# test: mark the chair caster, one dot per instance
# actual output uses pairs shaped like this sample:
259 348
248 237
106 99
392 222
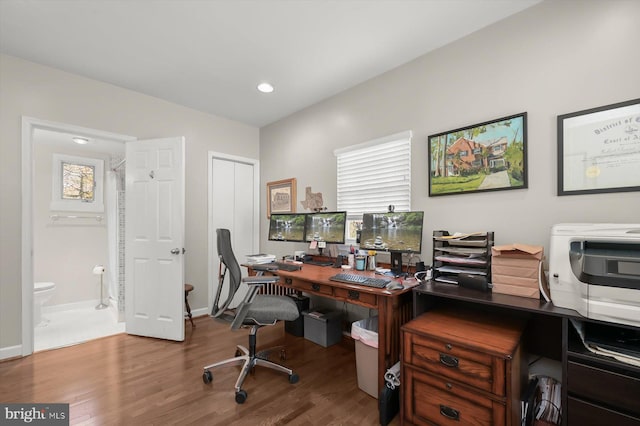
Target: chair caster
241 396
207 377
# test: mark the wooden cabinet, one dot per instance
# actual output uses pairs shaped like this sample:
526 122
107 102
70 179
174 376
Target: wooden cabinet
462 367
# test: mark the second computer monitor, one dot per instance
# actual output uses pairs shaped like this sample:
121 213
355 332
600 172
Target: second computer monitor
395 232
326 226
287 227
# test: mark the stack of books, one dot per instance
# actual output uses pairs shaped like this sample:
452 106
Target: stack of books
261 258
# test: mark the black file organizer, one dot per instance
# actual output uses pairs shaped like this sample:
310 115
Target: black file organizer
450 265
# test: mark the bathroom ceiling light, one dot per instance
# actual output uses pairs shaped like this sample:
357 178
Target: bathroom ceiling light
265 87
81 141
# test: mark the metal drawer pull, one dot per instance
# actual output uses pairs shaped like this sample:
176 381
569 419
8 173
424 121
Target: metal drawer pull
448 360
449 412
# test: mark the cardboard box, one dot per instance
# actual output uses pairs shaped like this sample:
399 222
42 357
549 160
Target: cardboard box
323 328
515 269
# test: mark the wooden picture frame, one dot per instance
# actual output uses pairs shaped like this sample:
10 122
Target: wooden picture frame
599 149
489 156
281 196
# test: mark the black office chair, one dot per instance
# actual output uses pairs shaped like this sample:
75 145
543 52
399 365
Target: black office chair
255 311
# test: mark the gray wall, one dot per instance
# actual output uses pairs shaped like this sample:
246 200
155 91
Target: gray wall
28 89
554 58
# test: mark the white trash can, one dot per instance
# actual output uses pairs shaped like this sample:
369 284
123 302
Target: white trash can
365 333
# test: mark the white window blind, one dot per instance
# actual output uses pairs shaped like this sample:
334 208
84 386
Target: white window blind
375 174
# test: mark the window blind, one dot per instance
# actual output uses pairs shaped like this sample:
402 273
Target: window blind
375 174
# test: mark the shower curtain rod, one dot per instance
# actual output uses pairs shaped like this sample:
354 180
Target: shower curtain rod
124 160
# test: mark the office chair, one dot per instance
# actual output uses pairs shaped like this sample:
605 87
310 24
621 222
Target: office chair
255 311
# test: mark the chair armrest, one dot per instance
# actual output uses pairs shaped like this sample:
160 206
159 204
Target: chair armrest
262 279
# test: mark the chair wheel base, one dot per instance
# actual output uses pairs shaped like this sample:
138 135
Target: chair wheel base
241 396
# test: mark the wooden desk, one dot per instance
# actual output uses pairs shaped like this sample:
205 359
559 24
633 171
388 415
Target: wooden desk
595 389
394 307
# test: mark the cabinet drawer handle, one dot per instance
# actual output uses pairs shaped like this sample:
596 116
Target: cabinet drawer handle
448 360
449 412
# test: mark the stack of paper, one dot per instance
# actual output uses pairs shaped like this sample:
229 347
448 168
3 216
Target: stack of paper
548 400
257 259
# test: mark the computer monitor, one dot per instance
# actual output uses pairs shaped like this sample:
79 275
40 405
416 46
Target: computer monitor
393 232
326 226
287 227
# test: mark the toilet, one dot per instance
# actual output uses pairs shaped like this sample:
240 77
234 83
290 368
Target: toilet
42 292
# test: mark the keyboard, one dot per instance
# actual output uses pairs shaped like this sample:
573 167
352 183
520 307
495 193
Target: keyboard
361 280
286 266
317 262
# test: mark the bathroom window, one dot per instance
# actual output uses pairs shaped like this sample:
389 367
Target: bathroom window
77 183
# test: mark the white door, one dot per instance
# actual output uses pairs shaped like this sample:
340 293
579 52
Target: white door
154 224
235 205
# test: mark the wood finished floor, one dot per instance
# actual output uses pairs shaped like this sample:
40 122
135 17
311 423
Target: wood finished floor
130 380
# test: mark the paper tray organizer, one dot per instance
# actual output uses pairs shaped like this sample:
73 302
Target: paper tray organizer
462 258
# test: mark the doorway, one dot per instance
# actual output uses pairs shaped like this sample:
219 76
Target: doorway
38 218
----------------------------------------
> [ACTIVITY] Copy the entries exactly. Leave the pictures out.

> [THE COMPLETED TASK]
# test: mark the chair caster, one dot per instance
# actual output uses pairs shaped like this sample:
259 348
248 237
106 99
392 222
Target: chair caster
241 396
207 377
# test: mark the wooden cabinet, one dot per instance
# actual output uses pairs shaped like this sample:
526 122
107 102
70 179
174 376
Target: wooden cabinet
462 367
# test: mark the second computer monitor, one dot per instance
# actual output uses pairs shaped like this sample:
121 213
355 332
600 172
Target: second computer monitor
395 232
326 226
287 227
# test: mark the stack of books, one dot per instance
# actual output uses pairs shaped like this sample:
452 106
Target: stack of books
261 258
# test: mark the black file organizer, one dot per instance
# actual output uses pairs shaped like this sample:
310 115
Target: black file organizer
450 265
# test: mark the bathroom ceiling light, one dot per instance
# actual output uses pairs shaped like this sample:
357 178
Target: bathroom ceiling light
265 87
81 141
# test: mark the metal drawer pull, one dot per instance
# actual output uses pairs shaped like this sample:
176 381
569 419
8 173
424 121
Target: metal drawer pull
448 360
449 412
# test: mark the cardboard box, one dot per instance
# actual output uses pairs shaped like this sample:
399 222
42 357
549 160
Target: cardboard box
323 328
515 269
# test: mark the wooden picture frame, one dot per instance
# actual output uses pairs shaped like this sample:
10 122
Target: wooden picture frame
599 149
489 156
281 196
# test: mark the black office chair, one dot per instance
# actual output uses pairs shaped like this sample:
75 145
543 52
399 365
Target: black office chair
255 311
# test: mark the gray wall, one dot per instance
# actual output uses pairs shaped like this sample:
246 200
155 91
Target: gray wall
28 89
554 58
# test: mark the white trash can, one dot per instance
# actual output uses pairs shaped like this sample:
369 284
123 302
Target: white trash can
365 333
# test: mark the white window blind, one dot per instance
# actual output uses pairs shaped like this sample:
334 208
84 386
Target: white window blind
375 174
# test: mark the window blind, one dot per instance
# actual output uses pairs shaped like this sample:
402 273
Target: window blind
375 174
# test: mark the shower curtain rod, one dot per instance
# actual output uses pairs shaped like this sample:
354 180
Target: shower curtain rod
124 160
# test: mark the office chair, one dot per instance
# actual output uses pairs shaped like this sample:
605 87
310 24
621 222
Target: office chair
255 311
# test: mark the chair armrest, one dot per instance
# actual output uses pairs shaped like this sample:
160 206
159 204
Target: chair armrest
262 279
# test: mark the chair wheel base, one dot per instance
# actual output uses pairs shaped like this sample:
138 135
Target: chair wheel base
241 396
# test: mark the wooden desk, one dot per instance
# actual output uses pairs shaped like this sample:
205 359
559 24
633 171
388 415
Target: wooden desk
595 389
394 307
# test: mark the cabinet drawer handle, one dot per instance
# actual output uses pairs shaped like this sample:
596 116
Target: cabinet drawer handle
448 360
449 412
# test: mark the stack of paper, one dot per instance
# actual output uses pairs shaped like this sample:
229 347
448 168
3 216
Target: stack of paper
548 400
257 259
# test: mark the computer monitor, one dot per instance
# actual output uses pairs shaped like this sample:
79 275
40 405
416 46
Target: computer monitor
393 232
326 226
287 227
# test: mark the toilet, one dot per instance
# actual output uses pairs shaped like this sample:
240 77
234 83
290 368
Target: toilet
42 292
# test: mark the keyboard, one dot per instance
# actual output uses pairs shaped like this sample:
573 167
352 183
520 307
495 193
Target: keyboard
361 280
286 266
317 262
# test: mark the bathroom window, one dot per instance
# actual output uses pairs shaped like this sample:
389 367
Target: bathroom window
77 183
# test: mark the white door, one dot per instance
# actual output uses pairs shaped like this sample:
340 293
579 52
Target: white door
154 224
235 205
# test: mark the wood finished floor, one dot per instance
# actual output uses pairs shaped like this sample:
40 122
135 17
311 423
Target: wood finished floor
130 380
# test: mark the paper tray organizer, one dot per instance
# actual output uses pairs shaped like this sample:
73 302
Target: paper tray organizer
462 258
# test: mark the doorway, one dot per instance
# actual output uses pairs shaped like this sample:
219 76
Target: doorway
38 218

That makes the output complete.